Task to carry out:
Put every line of the data below into a JSON list of strings, one string per line, and leave out any blank lines.

╭─ Listing

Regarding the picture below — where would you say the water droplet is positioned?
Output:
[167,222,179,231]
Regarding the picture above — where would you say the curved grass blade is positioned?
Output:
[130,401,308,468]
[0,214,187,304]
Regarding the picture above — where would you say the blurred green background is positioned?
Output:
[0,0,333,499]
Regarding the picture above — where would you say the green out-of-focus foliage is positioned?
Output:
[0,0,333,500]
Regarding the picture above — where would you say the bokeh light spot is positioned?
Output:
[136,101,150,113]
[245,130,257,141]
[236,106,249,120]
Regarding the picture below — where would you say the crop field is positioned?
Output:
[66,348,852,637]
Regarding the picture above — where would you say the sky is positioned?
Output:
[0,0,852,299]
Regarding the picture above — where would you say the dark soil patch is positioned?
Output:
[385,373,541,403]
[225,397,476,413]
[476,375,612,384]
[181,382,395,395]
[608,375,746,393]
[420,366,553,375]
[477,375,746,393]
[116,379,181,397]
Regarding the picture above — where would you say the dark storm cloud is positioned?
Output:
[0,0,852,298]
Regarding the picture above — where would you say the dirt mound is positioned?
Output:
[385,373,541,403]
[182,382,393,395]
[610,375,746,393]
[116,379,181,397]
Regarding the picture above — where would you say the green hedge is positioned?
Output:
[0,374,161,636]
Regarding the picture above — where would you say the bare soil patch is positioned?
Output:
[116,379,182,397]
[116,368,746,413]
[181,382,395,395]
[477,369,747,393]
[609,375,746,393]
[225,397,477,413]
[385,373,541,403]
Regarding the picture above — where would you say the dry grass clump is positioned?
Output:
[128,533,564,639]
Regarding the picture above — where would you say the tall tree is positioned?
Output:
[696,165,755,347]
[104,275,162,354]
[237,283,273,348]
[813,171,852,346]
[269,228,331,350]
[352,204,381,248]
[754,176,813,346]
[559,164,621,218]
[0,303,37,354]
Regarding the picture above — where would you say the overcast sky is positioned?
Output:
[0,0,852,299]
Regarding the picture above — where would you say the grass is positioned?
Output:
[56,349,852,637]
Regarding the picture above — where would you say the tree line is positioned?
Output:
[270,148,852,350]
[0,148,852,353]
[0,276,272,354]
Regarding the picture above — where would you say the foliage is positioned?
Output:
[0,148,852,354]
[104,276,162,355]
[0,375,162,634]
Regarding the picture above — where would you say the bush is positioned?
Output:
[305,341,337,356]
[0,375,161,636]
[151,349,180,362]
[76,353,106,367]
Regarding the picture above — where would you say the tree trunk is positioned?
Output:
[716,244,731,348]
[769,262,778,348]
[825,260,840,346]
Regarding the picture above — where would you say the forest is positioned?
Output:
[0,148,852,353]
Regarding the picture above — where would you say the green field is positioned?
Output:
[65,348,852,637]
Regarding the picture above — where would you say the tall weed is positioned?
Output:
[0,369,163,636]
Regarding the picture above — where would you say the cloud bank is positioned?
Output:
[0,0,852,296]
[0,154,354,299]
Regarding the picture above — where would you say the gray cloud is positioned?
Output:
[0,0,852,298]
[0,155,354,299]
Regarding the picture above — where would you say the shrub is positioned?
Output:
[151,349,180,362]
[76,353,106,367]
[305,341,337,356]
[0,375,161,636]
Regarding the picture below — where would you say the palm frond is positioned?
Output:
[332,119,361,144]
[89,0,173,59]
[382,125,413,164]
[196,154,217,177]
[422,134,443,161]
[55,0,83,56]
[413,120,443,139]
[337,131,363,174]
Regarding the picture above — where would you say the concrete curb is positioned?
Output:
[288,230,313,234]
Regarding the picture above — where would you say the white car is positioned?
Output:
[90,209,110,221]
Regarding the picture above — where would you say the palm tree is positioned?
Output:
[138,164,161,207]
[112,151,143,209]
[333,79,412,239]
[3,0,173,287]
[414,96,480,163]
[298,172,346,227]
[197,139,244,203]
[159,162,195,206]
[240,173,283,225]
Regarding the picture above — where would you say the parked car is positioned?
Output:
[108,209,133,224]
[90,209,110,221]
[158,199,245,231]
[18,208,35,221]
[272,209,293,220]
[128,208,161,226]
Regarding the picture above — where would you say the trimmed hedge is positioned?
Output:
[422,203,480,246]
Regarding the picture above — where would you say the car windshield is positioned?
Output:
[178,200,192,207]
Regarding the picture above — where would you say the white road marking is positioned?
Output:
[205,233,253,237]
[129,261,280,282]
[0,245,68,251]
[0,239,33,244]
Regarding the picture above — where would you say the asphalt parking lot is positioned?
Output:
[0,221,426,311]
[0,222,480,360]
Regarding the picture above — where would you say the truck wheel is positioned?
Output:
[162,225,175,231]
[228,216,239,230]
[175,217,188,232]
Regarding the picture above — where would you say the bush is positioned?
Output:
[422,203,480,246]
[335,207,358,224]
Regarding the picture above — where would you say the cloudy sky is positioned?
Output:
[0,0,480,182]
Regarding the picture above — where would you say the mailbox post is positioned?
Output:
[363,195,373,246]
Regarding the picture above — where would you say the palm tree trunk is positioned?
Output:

╰─

Solution:
[
  "Regarding the picture below — where would you say the water droplet is positioned?",
  "Output:",
  "[167,222,179,231]",
  "Regarding the picture above — where would you say the curved grass blade is positioned?",
  "Output:",
  "[130,401,308,468]",
  "[0,214,187,304]",
  "Regarding the picture above — where would you say the blurred green background is positioned?",
  "Output:",
  "[0,0,333,499]",
  "Regarding the picture above — where would you say the green out-of-focus foliage is positioned?",
  "Output:",
  "[0,0,333,500]",
  "Regarding the picture above — where would you say the bokeh light spot is positioned?",
  "Output:",
  "[136,101,150,113]",
  "[245,130,257,141]",
  "[236,106,249,120]",
  "Regarding the picture below — where would you say the crop field is positioned?",
  "Output:",
  "[66,348,852,637]",
  "Regarding the picture above — where would you say the sky is positioned?",
  "Output:",
  "[0,0,852,299]",
  "Regarding the picture above — where would you say the dark soil patch is positioned?",
  "Output:",
  "[385,373,541,403]",
  "[225,397,476,413]",
  "[476,375,612,384]",
  "[181,382,395,395]",
  "[608,375,746,393]",
  "[420,366,553,375]",
  "[477,375,746,393]",
  "[116,379,181,397]",
  "Regarding the picture above — where would you say the dark storm cloud is positioned?",
  "Output:",
  "[0,0,852,298]",
  "Regarding the picture above — where would you say the dirt mound is positioned?",
  "Output:",
  "[385,373,541,403]",
  "[182,382,393,395]",
  "[610,375,746,393]",
  "[116,379,181,397]",
  "Regarding the picture above — where would you say the green hedge is positioned?",
  "Output:",
  "[0,374,161,636]",
  "Regarding the picture above — where would you say the bare soil patch is positioned?",
  "Output:",
  "[116,379,182,397]",
  "[116,368,746,413]",
  "[181,382,395,395]",
  "[477,369,747,393]",
  "[609,375,746,393]",
  "[225,397,477,413]",
  "[385,373,541,403]",
  "Regarding the picture above — where would you say the dry grass clump is positioned?",
  "Output:",
  "[128,533,564,639]",
  "Regarding the picture above — where would you say the tall tree is positioned?",
  "Output:",
  "[696,165,755,347]",
  "[104,275,162,354]",
  "[237,283,273,348]",
  "[813,171,852,346]",
  "[269,228,331,350]",
  "[352,204,381,248]",
  "[754,176,813,346]",
  "[559,164,621,218]",
  "[0,303,37,354]",
  "Regarding the picture above — where would you say the overcast sky is positioned?",
  "Output:",
  "[0,0,852,299]",
  "Regarding the picture above — where would you say the grass is positioned?",
  "Output:",
  "[56,349,852,637]",
  "Regarding the picture above — where would you say the tree line is positioned?",
  "Output:",
  "[270,148,852,350]",
  "[0,148,852,353]",
  "[0,276,272,354]",
  "Regarding the picture above — where would you say the foliage is positioned?",
  "Output:",
  "[0,148,852,354]",
  "[104,276,162,355]",
  "[0,375,162,634]",
  "Regarding the picture above — where would you say the bush is positioned?",
  "Output:",
  "[305,341,337,356]",
  "[0,375,161,636]",
  "[151,349,180,362]",
  "[76,353,106,367]",
  "Regarding the picture above — where would you say the tree trunk is positioned?",
  "Output:",
  "[716,244,731,348]",
  "[769,262,778,348]",
  "[825,260,840,346]",
  "Regarding the picture above — where would you say the forest is positioned?",
  "Output:",
  "[0,148,852,353]",
  "Regarding the picture above — where would you say the green field is positioned?",
  "Output:",
  "[65,348,852,637]",
  "Regarding the picture above — where would you say the tall weed is positioned?",
  "Output:",
  "[0,369,163,636]",
  "Regarding the picture above — where would you say the cloud bank is positioned?",
  "Output:",
  "[0,0,852,296]",
  "[0,154,354,299]",
  "Regarding the picture above — where would you say the gray cloud is positioned?",
  "Output:",
  "[0,0,852,298]",
  "[0,155,354,299]",
  "Regarding the picture above — where would you say the shrub is positioned?",
  "Output:",
  "[151,349,180,362]",
  "[76,353,106,367]",
  "[305,341,337,356]",
  "[0,375,161,636]",
  "Regarding the picture below — where would you say the palm frond is positioned?",
  "Output:",
  "[332,119,361,144]",
  "[89,0,173,59]",
  "[382,125,413,164]",
  "[196,154,217,177]",
  "[422,134,443,161]",
  "[55,0,83,56]",
  "[413,120,443,139]",
  "[337,131,363,174]",
  "Regarding the picture above — where would you say the concrete curb is positioned?",
  "Output:",
  "[288,230,313,234]",
  "Regarding the picture above — where would you say the white car is positioned?",
  "Output:",
  "[90,209,110,221]",
  "Regarding the picture above — where would you say the palm tree is positioned?",
  "Output:",
  "[138,164,161,207]",
  "[112,151,143,209]",
  "[333,79,412,239]",
  "[3,0,173,287]",
  "[414,96,480,163]",
  "[298,172,346,227]",
  "[197,139,244,203]",
  "[159,162,195,206]",
  "[240,173,283,225]",
  "Regarding the picture above — where would you say the parked car is positioned?",
  "Output:",
  "[108,209,133,224]",
  "[90,209,110,221]",
  "[158,199,245,231]",
  "[18,208,35,221]",
  "[272,209,293,220]",
  "[128,208,161,226]",
  "Regarding the picture above — where would you say the trimmed hedge is positioned?",
  "Output:",
  "[422,203,480,246]",
  "Regarding the picture above — where would you say the car windshield is positioned?",
  "Output:",
  "[178,200,192,207]",
  "Regarding the picture above — where would you say the white road marking is positioned?",
  "Output:",
  "[205,233,253,237]",
  "[129,261,280,282]",
  "[0,245,68,251]",
  "[0,239,33,244]",
  "Regarding the picture above — where would you say the asphalt parking lot is positioned?",
  "Output:",
  "[0,221,426,311]",
  "[0,222,480,360]",
  "Regarding the picture above — where would you say the truck wheel is positioned?",
  "Output:",
  "[162,225,175,231]",
  "[228,216,239,230]",
  "[175,217,188,232]",
  "Regarding the picture above — where would you say the bush is positioned?",
  "Output:",
  "[422,203,480,246]",
  "[335,207,358,224]",
  "Regarding the picture above — where would you say the cloudy sky is positioned?",
  "Output:",
  "[0,0,480,182]",
  "Regarding the picture above — where would you say the mailbox post is positioned?",
  "Output:",
  "[363,195,373,246]",
  "Regarding the picture above — where would you say the palm tree trunk is positioned?",
  "Output:"
]